- [Task instructions]:
Please set down each of the lines below once more, exactly, omitting all pictures.

- [Input data]:

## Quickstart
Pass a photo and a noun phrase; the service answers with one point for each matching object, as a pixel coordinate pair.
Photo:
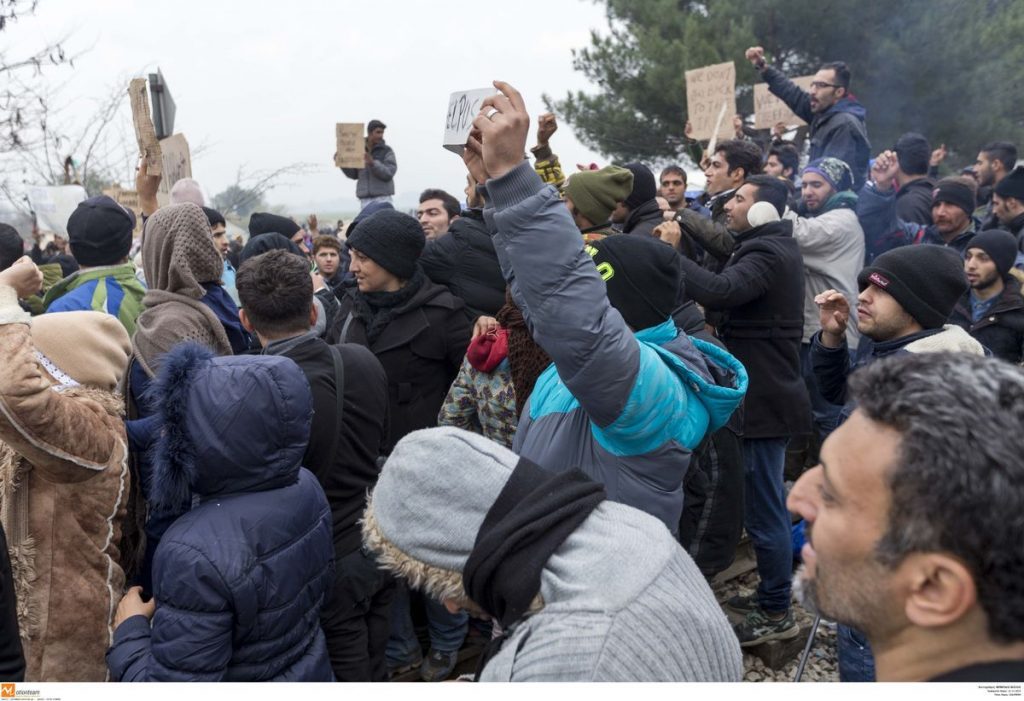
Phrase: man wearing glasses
(836, 118)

- [Expected answer]:
## Quickstart
Pass a photo and a noun phrase; the service answers with one point for each matching object, as a pixel coordinate pair.
Photo:
Phrase: man wearing glasses
(836, 118)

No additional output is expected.